● QUOTED TEXT:
— Start —

A sequential workflow is a workflow in which there are no branches and the order of validations is always the same. This is why, at the moment this type of workflow starts, it is known in advance which roles will participate in the validation. Below is an example of a linear sequence of the hierarchical acceptance operation in the Anjana Data tool.
In the case that the workflow includes conditions to evaluate based on the object to be validated, it is not sequential. When a workflow of this type starts, all the roles involved are known but the roles that will need to validate and those that will not will be discovered as the workflow progresses.
For cases where multiple users must validate a step of a workflow because their role depends on a specific business unit and they are not cross-cutting to the organization, the validations in that step will be executed in parallel so that the step will be considered completed when all users have validated.
You can find more information about workflow configuration in the Functional Configuration Guide and in the Workflow Configuration Guide.
Contracts
A contract is a written agreement between data producers and consumers that facilitates the sharing, regulated use and consumption of data.
They specify the license terms, incorporate the conditions of data use and the additional requirements established by both parties (e.g.: quality conditions, availability, etc).
The DSAs where contracts are included contain an expiration date for lifecycle management along with versions and impacts.
Before subscribing to a DSA, the consumer user is required to download the contract, read it and sign it.
Transfer of rights, responsibilities and data use
The establishment of legal contracts for DSAs and Solutions allows data owners to transfer both rights and responsibilities over information under legal coverage, while at the same time facilitating the exchange, use and consumption of data.
Use of contracts
A contract applies to both DSAs and Solutions and represents a legal agreement for data use.
Each contract has two groups of counterparties (providers and consumers), a responsible party and a legal figure that validates the contract, if so defined in the data governance model.
The contract includes the terms of use to be applied and a validity date of the contract for the counterparties' signature. This information remains immutable during the life of the contract under the signed conditions and, if a modification is desired, it will require the acceptance of each and every counterparty.
Characteristics of DSA contracts
When creating a DSA, the owners of the contained entities (data structures such as datasets, reports, KPIs, quality rules…) ‘transfer’ the responsibility for them to the DSA manager.
When a user subscribes to a DSA, the user accepts compliance with the contract under the license terms specified in the creation of the DSA. The DSA manager is responsible for ensuring that the contract conditions are met by all parties.
It is possible to group several data structures in the same DSA for access requests through a single subscription request under the same legal agreement.
Furthermore, an entity can be included in different DSAs covered by different legal contracts (for different use cases, different license terms, different validity dates…)
Data Governance
Passive data governance is an approach to data management and oversight characterized by observation, recording and auditing of information without actively interfering in the data flow or in users' daily operations.
Active governance, in contrast, seeks to implement policies, rules and controls that intervene directly and immediately in the use, access and manipulation of data within an organization. In this way, data management tasks are declared in the governance platform and, once the corresponding approvals are obtained, they are executed in data platforms or identity management systems.
Anjana Data offers different native functionalities for structure governance through plugins, which are the connectors that allow communication with data systems.
Passive Governance
Metadata Extraction
This functionality allows metadata to be extracted from structures located in data systems to incorporate them into the Data Catalog or Business Glossary by generating the corresponding objects.

— End —

● MATERIAL PROVIDED:
— Start —

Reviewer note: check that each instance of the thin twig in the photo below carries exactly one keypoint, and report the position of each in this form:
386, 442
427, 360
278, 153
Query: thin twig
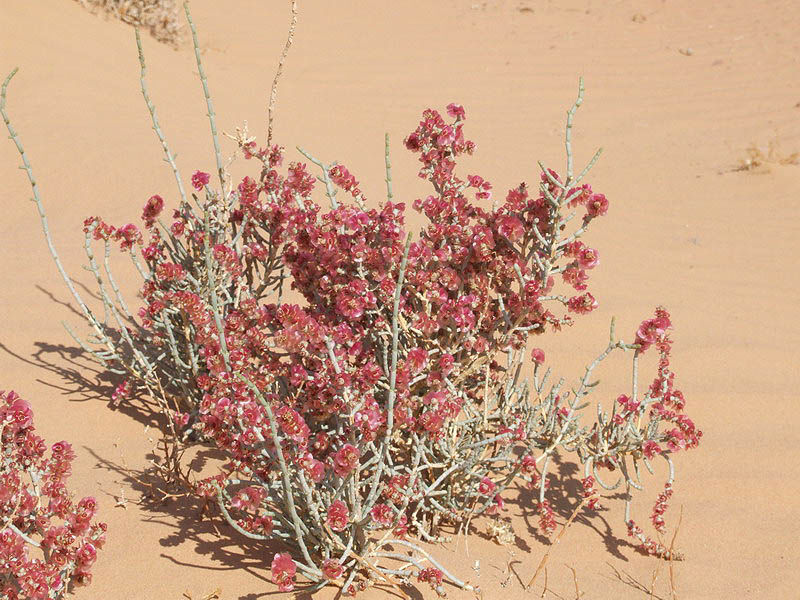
273, 95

— End —

● REQUIREMENTS:
Continue the Anjana Data governance documentation from the point where it stops, in the same style.

● RESULT OF THE EXERCISE:
You can find more information about how to extract metadata in the section Creation Wizard > Automatic Metadata of this User Guide.
External Audit
The external audit is the result of monitoring the audit logs returned by data platforms and allows visualizing, for example, ungoverned accesses or changes in data structures that have not been previously declared in the tool.
This audit is not provided by Anjana, it only enables its exploitation.
You can find more information in the sections Dataset > Audit, Process Instance > Audit, Features Menu > Audit and User Profile > Audit of this User Guide.
DSA Reuse
Although Anjana can manage the groups of identity managers, as can be seen in the Data Structure Management section, it is possible that in the environment with which Anjana interacts, groups may already exist that were previously created.
In that case, and to allow Anjana to manage permissions automatically through subscriptions, DSAs can be “reused” by including in the physicalName attribute of their template the name of the group that already exists. With this, when the DSA is approved in Anjana, the corresponding structure will not be created but will be used when users request subscription and it is granted to them.
It should be noted that already existing groups used in this way by Anjana enter the natural lifecycle of groups governed by DSAs, which includes their deletion once the DSA using them expires.
Active Governance
Data Structure Management
This functionality allows automation in data structures by retrieving their metadata from Anjana.
In this way, for example, when a new dataset located in a SQLServer is created in the application and the validation flow with approvals is completed, the Anjana plugin can automatically create the corresponding structure.
Or, when creating a DSA that includes a dataset and a report marked as governed in their template and it is approved in the validation flow, the Anjana plugin can create the corresponding group in the identity manager. In this way, Anjana creates the group in Azure AD to which permission is granted to the data of the dataset and report in Azure Storage, for example.
It should be noted that, due to Anjana's operational model, if you want to modify the group corresponding to the DSA it is necessary to version the DSA so that a new group is created and permissions are granted. That is, if in an existing DSA data structures are added or if any of the included ones changes to governed without having been so before, it is necessary for a new version of the DSA to be created and, with it, the new group with the new data access permissions is created. The created group will be named the same as the value entered for the “name” attribute of the DSA concatenated with “_V” and its version.
Data Sample
This is a very useful functionality for data sharing. If the owner of a governed dataset enables the check in its template to allow data sampling and the triplet contemplates it, Anjana users will be able to view a sample of the dataset's data in which fields marked as PI will appear obfuscated.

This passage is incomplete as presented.